The entries are to be duplicated exactly, with nothing left out.

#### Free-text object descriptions
------------------------

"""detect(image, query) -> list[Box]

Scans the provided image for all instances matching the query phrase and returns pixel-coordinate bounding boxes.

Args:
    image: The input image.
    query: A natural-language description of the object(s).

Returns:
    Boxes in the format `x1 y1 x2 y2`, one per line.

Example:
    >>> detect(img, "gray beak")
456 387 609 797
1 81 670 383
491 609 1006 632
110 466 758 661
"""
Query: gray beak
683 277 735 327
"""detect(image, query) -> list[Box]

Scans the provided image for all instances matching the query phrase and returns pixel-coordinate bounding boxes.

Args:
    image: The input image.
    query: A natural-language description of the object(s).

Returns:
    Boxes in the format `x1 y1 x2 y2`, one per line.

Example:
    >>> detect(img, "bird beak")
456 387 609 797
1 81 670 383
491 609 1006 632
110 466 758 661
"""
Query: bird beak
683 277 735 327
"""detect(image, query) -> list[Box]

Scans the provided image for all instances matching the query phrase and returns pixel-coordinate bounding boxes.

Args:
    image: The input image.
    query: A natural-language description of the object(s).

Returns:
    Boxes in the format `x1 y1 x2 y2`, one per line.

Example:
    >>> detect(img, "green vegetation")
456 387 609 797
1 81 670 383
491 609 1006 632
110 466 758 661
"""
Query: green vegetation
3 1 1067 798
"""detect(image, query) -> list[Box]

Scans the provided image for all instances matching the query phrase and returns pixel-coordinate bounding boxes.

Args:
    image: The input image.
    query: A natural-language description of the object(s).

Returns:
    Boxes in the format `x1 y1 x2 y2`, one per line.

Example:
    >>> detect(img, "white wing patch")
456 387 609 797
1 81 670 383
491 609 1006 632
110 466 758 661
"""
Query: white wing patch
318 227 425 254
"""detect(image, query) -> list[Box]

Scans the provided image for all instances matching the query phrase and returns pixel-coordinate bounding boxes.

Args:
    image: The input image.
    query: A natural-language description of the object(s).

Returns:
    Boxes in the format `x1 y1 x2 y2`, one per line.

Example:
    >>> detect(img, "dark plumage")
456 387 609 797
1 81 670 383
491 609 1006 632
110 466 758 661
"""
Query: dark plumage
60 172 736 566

------------------------

#### Completed task
"""detect(image, query) -> list[Box]

Scans the provided image for all instances matching the query phrase and returns pixel-coordinate bounding boxes.

Args:
    image: The input image.
    query: A natural-language description of the object(s).

Returns:
    Boxes in the format `x1 y1 x2 y2`, one per line.

Example:
    >>> detect(img, "gray beak")
456 387 609 797
1 81 670 383
491 609 1006 632
110 466 758 661
"""
Query: gray beak
683 277 735 327
"""detect(image, query) -> list[Box]

Scans the provided image for all instances matching the query phrase and returns pixel-coordinate bounding boxes.

Args:
    image: The input image.
    query: A natural-language description of the object(s).

Returns:
    Boxes in the format `x1 y1 x2 y2`, one per line.

Example:
    >>> detect(img, "bird beak")
456 387 609 797
1 81 670 383
491 609 1006 632
110 466 758 661
"""
Query: bird beak
683 277 735 327
"""detect(image, query) -> list[Box]

Scans the provided image for all instances matching the query phrase and returns pixel-coordinate bounding boxes.

Args:
    image: The input image.
    query: A natural-language description of the object(s).

Returns:
    Boxes in the format `x1 y1 x2 y2`, one per line.

Example:
    >>> detect(img, "green vegetation")
456 387 609 797
1 81 670 383
491 609 1006 632
110 466 758 661
"""
Query: green vegetation
3 1 1067 798
"""detect(image, query) -> list[Box]

Scans the provided image for all instances matching the query phrase and returns pixel-coordinate bounding boxes.

Args:
    image: The input image.
    query: A natural-language description of the object(s).

Returns:
    Boxes in the format `x1 y1 x2 y2`, one per line.

Example:
    >>> detect(img, "white wing patch")
456 387 609 797
1 81 670 383
491 609 1006 632
110 466 758 661
"""
Query: white wing patch
318 227 425 254
"""detect(image, query) -> list[Box]

Scans the provided image for all instances matching the query phrase and returns pixel-coordinate bounding boxes.

Args:
    image: The input image.
    query: A natural-language description of the object(s).

Returns:
    Boxes in the format `x1 y1 x2 y2`, one per line.

Example:
    >>> detect(img, "dark plumage")
456 387 609 797
1 81 670 383
491 609 1006 632
110 466 758 661
"""
Query: dark plumage
60 172 736 566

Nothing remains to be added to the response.